-- Start Text section --

= Juan Guzmán (photographer) =

Mexican photojournalist (1911–1982)

Juan Guzmán (born Hans Gutmann, also known as "Juanito"; 28 October 1911 – 6 November 1982) was a German-born Mexican photojournalist. He was known as a war photographer of the Spanish Civil War and later on his work with Mexican painters Frida Kahlo and Diego Rivera.

==Life==

Marina Ginestà at the top of Hotel Colón in Barcelona, 21 July 1936.

Hans Gutmann was born in Cologne. In 1936 he joined the Spanish Civil War as a volunteer of the International Brigades. Gutmann later became a Spanish citizen and changed his name to Juan Guzmán. There are more than 1,300 photographs from the Spanish Civil War in the archive of Agencia EFE (Madrid). His most famous image is the picture of 17-year-old Marina Ginestà standing in top of Hotel Colón in Barcelona. It is one of the most iconic photographs of the Spanish Civil War.

-- End Text section --

Requirements —
1: Output the Juan Guzmán biography from "Hans Gutmann was" up to and including "Spanish Civil War.".
2: Go on with the Juan Guzmán biography from its last sentence.
The entries that follow are separate material, not part of the Juan Guzmán biography.

-- Start Material --

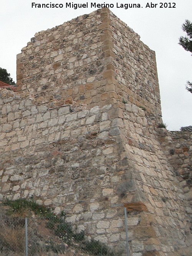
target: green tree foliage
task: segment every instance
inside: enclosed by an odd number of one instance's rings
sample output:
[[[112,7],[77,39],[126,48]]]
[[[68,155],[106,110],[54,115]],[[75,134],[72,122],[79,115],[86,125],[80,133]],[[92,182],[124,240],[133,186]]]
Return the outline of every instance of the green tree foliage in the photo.
[[[15,83],[13,80],[13,78],[10,77],[10,74],[5,68],[0,67],[0,81],[8,85],[14,85]]]
[[[189,20],[186,20],[185,23],[182,25],[182,29],[187,33],[187,35],[180,37],[179,44],[182,46],[185,50],[192,53],[192,23]],[[192,83],[188,81],[186,88],[192,93]]]

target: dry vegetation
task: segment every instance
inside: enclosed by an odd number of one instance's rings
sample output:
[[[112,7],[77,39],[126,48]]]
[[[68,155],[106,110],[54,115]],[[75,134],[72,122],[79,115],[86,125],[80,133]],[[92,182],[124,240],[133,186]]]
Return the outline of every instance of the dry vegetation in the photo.
[[[28,256],[115,256],[106,246],[74,233],[65,216],[55,216],[31,201],[5,204],[0,204],[0,256],[25,255],[26,217]]]

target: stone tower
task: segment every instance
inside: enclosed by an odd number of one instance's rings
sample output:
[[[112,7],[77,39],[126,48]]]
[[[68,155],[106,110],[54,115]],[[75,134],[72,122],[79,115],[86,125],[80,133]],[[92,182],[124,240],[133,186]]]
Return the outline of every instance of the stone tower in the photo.
[[[131,255],[181,255],[188,216],[157,140],[154,52],[104,8],[36,33],[17,61],[18,92],[0,95],[0,198],[65,210],[122,255],[125,206]]]

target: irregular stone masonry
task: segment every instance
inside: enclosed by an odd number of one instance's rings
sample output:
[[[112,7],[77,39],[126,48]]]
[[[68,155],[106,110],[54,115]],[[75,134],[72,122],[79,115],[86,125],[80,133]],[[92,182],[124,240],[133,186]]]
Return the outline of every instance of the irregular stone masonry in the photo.
[[[182,255],[189,202],[158,141],[154,54],[125,26],[104,8],[38,33],[18,56],[18,92],[0,89],[0,200],[64,210],[122,255],[126,206],[131,255]]]
[[[186,245],[182,191],[143,110],[117,103],[76,111],[5,89],[1,96],[1,199],[33,195],[118,250],[125,249],[124,204],[142,201],[147,212],[128,216],[132,255]]]
[[[35,98],[134,102],[161,115],[154,52],[108,8],[36,33],[17,59],[18,91]]]
[[[11,89],[13,91],[16,91],[16,87],[10,85],[8,85],[7,83],[2,82],[0,81],[0,88],[7,88]]]

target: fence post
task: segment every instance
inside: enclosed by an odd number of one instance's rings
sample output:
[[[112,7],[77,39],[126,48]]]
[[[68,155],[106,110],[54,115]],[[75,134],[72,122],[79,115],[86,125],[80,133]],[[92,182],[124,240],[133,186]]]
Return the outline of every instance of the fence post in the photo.
[[[127,251],[127,256],[129,256],[129,241],[128,239],[128,225],[127,217],[127,209],[125,207],[124,208],[124,211],[125,212],[125,230],[126,231],[126,249]]]
[[[27,218],[25,218],[25,256],[28,256],[28,246],[27,244]]]

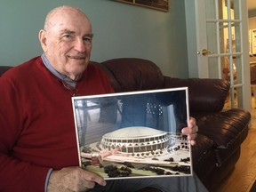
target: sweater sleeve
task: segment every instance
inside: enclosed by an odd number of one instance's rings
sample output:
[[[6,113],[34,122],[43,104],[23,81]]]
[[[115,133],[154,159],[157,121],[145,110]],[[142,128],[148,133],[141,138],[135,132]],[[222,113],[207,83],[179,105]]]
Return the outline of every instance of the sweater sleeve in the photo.
[[[26,124],[15,88],[4,76],[0,78],[0,191],[44,191],[49,168],[20,161],[12,153]]]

-- End Material --

The replies —
1:
Hans Gutmann was born in Cologne. In 1936 he joined the Spanish Civil War as a volunteer of the International Brigades. Gutmann later became a Spanish citizen and changed his name to Juan Guzmán. There are more than 1,300 photographs from the Spanish Civil War in the archive of Agencia EFE (Madrid). His most famous image is the picture of 17-year-old Marina Ginestà standing in top of Hotel Colón in Barcelona. It is one of the most iconic photographs of the Spanish Civil War.

2:
After the war Guzmán fled to Mexico, where he arrived in 1940. He worked for major Mexican magazines and newspapers and became a friend of Frida Kahlo with whom Guzmán shared similar political views. In the 1950s he took many photographs of Kahlo and her husband Diego Rivera. Guzmán also photographed the artwork of Mexican painters like Gerardo Murillo, Jesús Reyes Ferreira and José Clemente Orozco. Juan Guzmán died in Mexico City in 1982.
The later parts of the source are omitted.